• [Latihan Tertulis A]
Salin setiap baris data yang memuat kata "polo". Perhatikan bahwa huruf besar dan huruf kecil dibedakan.

• [Kutipan Terpilih]
------------------------
“Meluruskan” Lombok, Pulau Penyelamat Rontal Nāgarakṛtâgama
“Lamun sira ngamuk, luwih aji ngalah lan ngalih, saperlu utamakna tumindak welas asih mring sasama”.
Terjemahan bebas:
Ketimbang marah, lebih berharga bila engkau mengalah dan menyingkir untuk mengutamakan perilaku welas asih kepada sesama, ~ Pepatah Danyang Wanara
Pulau Lombok Diperebutkan Belanda-Inggris
Pada tanggal 18 Juli 1894, tiga kapal KNIL Belanda; Prins Hendrik, Koningin Emma, dan Tromp bergerak dari Batavia menuju Pulau Lombok. Kedatangan pasukan Belanda ke Lombok dalam rangka menjalankan dua misi.
Misi pertama adalah menghentikan upaya Raja Mataram agar tidak bekerjasama dengan Inggris. Tujuan kedua adalah ikut campur atas persoalan kedaerahan antara Suku Sasak di Desa Praya dengan Kerajaan Mataram, Lombok.
------------------------
• [Informasi yang Ditampilkan]
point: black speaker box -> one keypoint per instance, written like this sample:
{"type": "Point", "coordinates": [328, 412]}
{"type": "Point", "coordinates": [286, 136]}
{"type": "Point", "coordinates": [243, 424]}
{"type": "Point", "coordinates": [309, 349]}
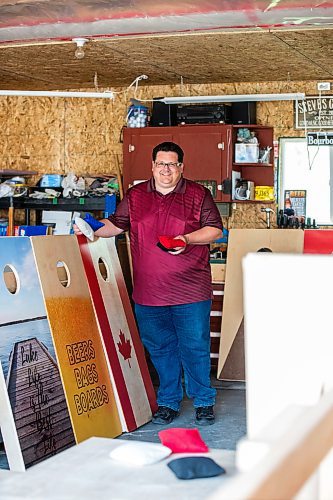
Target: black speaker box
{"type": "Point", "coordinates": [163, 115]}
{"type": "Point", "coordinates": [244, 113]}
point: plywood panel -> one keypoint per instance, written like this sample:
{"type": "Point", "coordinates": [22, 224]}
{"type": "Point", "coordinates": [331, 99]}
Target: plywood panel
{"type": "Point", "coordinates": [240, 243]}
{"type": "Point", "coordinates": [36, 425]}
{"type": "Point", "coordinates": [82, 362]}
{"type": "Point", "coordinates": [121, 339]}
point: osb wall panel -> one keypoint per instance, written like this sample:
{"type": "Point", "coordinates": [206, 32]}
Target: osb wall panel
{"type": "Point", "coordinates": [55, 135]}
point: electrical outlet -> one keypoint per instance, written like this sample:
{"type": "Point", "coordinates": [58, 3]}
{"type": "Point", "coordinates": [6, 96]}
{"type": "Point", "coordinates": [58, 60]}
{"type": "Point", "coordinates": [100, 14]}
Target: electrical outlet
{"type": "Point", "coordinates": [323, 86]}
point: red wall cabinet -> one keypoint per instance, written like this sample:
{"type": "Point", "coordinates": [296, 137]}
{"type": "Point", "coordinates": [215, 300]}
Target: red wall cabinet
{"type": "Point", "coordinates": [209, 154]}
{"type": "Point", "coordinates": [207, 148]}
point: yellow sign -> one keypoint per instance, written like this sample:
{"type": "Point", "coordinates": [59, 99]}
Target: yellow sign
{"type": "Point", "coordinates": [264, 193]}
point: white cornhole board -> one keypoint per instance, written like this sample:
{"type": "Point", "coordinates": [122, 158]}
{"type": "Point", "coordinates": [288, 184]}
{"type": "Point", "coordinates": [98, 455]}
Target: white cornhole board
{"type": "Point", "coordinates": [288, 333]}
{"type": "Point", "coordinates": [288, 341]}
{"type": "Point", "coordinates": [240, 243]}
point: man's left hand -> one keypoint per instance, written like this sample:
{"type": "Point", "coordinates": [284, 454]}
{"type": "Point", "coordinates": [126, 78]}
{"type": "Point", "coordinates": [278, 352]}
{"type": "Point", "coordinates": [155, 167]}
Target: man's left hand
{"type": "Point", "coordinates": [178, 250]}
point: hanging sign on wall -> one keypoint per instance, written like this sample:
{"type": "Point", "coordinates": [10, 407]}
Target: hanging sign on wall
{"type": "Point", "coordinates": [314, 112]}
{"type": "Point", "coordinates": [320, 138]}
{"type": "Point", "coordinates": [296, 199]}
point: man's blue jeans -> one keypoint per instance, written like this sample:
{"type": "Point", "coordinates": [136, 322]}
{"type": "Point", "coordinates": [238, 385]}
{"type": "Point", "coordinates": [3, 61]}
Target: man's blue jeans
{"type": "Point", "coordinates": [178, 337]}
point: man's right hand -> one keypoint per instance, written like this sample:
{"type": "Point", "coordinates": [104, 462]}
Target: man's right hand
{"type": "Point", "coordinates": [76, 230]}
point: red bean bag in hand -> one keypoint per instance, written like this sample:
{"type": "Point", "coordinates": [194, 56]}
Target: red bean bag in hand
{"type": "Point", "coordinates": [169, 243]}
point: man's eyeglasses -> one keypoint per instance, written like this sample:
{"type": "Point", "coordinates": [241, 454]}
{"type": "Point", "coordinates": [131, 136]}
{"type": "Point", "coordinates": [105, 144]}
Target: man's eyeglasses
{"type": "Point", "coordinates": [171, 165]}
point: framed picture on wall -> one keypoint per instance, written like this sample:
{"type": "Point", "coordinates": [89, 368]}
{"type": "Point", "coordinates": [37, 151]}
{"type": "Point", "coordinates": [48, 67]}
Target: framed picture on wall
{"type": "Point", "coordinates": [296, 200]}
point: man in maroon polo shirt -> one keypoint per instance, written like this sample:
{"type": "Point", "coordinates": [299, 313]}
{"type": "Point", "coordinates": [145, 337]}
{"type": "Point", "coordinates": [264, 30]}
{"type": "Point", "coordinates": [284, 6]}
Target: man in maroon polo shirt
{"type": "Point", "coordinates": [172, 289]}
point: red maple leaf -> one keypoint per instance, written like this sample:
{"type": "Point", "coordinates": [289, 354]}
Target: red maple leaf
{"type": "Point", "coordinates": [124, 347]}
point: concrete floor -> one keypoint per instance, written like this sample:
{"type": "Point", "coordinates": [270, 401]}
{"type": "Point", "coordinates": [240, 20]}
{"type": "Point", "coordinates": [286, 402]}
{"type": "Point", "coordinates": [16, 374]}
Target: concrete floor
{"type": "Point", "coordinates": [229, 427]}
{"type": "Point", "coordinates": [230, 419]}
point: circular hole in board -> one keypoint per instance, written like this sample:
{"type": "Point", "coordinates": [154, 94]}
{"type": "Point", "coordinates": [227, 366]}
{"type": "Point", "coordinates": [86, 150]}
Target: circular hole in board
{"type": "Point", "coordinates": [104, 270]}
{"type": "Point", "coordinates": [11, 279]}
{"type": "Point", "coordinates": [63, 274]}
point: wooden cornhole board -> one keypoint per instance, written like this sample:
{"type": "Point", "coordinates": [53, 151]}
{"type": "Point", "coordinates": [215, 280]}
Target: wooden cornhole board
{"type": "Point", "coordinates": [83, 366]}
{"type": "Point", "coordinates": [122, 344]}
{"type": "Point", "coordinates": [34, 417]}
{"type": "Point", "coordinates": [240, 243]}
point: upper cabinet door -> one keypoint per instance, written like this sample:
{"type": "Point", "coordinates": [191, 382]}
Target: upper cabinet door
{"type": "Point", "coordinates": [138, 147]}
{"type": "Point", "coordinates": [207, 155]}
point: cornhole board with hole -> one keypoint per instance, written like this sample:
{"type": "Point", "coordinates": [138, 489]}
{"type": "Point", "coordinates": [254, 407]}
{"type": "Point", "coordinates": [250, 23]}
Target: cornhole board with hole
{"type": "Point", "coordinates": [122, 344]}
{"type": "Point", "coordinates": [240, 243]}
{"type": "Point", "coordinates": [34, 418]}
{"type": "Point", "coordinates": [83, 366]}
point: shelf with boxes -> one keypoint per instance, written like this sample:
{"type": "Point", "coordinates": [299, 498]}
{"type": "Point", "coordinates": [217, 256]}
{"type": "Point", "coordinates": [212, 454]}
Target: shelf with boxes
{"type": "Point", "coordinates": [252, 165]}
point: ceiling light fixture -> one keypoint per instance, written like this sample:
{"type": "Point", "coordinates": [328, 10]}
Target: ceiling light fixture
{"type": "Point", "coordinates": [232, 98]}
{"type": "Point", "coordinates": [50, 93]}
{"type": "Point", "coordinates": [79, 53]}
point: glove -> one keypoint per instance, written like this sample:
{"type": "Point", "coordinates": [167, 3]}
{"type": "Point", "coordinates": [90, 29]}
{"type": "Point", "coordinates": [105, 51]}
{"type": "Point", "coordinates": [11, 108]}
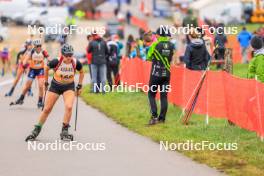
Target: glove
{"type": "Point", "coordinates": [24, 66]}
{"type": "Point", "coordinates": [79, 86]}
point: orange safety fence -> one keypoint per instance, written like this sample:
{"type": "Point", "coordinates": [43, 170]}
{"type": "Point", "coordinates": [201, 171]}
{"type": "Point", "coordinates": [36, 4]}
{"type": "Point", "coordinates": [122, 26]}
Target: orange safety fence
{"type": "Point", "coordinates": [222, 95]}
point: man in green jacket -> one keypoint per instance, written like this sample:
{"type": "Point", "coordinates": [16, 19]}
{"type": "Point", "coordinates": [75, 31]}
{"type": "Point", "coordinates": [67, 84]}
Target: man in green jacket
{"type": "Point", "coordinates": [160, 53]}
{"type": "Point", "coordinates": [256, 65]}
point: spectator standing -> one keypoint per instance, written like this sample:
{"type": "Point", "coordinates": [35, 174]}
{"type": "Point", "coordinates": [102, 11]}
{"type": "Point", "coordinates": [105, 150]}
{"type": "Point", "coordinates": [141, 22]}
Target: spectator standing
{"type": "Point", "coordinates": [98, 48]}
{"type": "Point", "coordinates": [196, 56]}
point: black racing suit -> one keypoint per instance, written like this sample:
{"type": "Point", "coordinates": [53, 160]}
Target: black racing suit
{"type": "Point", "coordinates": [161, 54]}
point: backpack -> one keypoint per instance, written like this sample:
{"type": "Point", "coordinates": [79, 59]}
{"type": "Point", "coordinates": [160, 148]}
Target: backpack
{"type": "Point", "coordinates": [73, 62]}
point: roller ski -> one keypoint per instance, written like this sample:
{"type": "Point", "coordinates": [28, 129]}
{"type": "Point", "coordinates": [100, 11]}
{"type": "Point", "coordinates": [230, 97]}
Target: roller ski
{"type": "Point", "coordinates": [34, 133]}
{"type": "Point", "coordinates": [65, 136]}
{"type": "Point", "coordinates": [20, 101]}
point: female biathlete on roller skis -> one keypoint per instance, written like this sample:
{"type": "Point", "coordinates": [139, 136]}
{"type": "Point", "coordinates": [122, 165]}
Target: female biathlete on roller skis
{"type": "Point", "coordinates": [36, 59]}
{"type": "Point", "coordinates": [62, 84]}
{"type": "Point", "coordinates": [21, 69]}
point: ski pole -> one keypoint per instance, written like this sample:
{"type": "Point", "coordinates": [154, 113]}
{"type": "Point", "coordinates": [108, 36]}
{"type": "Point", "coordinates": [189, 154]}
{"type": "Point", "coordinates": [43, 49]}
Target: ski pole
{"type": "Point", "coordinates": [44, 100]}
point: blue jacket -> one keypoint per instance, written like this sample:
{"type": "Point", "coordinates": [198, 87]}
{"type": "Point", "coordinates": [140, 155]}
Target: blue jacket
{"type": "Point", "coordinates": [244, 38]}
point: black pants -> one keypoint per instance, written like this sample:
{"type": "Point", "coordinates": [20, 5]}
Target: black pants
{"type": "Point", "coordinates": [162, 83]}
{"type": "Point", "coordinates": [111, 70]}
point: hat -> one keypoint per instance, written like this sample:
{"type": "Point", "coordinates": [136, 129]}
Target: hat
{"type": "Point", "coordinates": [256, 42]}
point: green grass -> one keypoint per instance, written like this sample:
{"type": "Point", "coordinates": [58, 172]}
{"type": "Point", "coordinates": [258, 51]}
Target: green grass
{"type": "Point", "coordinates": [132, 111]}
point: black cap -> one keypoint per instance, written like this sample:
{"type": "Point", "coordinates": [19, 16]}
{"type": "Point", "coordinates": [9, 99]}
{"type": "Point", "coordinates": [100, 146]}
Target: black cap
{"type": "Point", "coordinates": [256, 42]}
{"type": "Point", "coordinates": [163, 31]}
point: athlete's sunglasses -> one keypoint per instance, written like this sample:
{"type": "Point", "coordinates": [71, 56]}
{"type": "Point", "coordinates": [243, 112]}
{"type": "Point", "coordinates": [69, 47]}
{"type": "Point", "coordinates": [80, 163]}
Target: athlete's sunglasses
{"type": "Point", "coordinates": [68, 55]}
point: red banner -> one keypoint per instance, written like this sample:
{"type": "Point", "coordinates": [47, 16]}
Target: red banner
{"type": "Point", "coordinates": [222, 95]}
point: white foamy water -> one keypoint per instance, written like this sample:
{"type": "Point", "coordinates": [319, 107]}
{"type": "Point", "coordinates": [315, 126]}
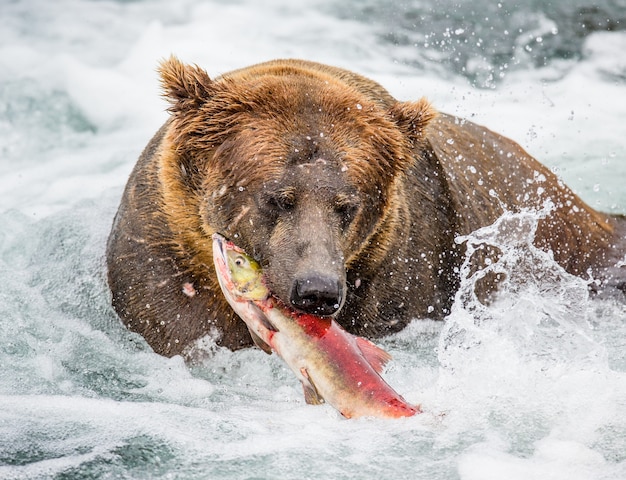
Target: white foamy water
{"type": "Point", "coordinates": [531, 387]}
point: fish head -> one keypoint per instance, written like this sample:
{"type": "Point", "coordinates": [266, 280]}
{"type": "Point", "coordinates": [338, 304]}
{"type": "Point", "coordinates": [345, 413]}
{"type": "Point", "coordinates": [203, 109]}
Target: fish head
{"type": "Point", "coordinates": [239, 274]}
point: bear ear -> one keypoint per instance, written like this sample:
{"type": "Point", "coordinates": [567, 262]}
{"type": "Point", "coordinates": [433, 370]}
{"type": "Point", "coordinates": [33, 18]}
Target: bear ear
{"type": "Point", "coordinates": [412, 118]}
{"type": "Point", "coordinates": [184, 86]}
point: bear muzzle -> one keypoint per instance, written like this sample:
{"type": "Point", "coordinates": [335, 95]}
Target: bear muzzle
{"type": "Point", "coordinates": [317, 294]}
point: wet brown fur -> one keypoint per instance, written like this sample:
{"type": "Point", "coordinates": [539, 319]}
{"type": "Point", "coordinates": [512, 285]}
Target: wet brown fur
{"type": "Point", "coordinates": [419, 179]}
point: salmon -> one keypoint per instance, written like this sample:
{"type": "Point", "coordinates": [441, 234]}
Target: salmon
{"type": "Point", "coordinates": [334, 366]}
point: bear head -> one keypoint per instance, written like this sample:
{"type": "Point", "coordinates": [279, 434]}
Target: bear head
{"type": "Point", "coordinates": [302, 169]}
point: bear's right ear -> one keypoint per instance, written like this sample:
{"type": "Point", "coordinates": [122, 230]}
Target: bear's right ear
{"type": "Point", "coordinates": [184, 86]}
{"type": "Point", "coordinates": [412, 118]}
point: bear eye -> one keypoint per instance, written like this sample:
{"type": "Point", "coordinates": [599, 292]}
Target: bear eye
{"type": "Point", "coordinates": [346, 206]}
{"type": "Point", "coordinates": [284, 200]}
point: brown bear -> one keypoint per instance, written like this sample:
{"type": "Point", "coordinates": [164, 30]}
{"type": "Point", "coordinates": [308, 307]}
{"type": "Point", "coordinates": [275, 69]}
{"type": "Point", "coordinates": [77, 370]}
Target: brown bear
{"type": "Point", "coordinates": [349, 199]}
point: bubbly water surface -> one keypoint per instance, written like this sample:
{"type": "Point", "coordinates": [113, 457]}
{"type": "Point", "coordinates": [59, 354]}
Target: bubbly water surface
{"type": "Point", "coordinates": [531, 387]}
------------------------
• [Latihan Tertulis B]
Tuliskan kembali bagian kutipan tentang Lombok, mulai dari "Misi pertama adalah" dan terus sampai "Kerajaan Mataram, Lombok.", dengan mengganti nama "Suku Sasak" menjadi "Masyarakat Sasak".

• [Jawaban Latihan A]
point: man in maroon polo shirt -> one keypoint per instance, written like this sample:
Target: man in maroon polo shirt

• [Jawaban Latihan B]
Misi pertama adalah menghentikan upaya Raja Mataram agar tidak bekerjasama dengan Inggris. Tujuan kedua adalah ikut campur atas persoalan kedaerahan antara Masyarakat Sasak di Desa Praya dengan Kerajaan Mataram, Lombok.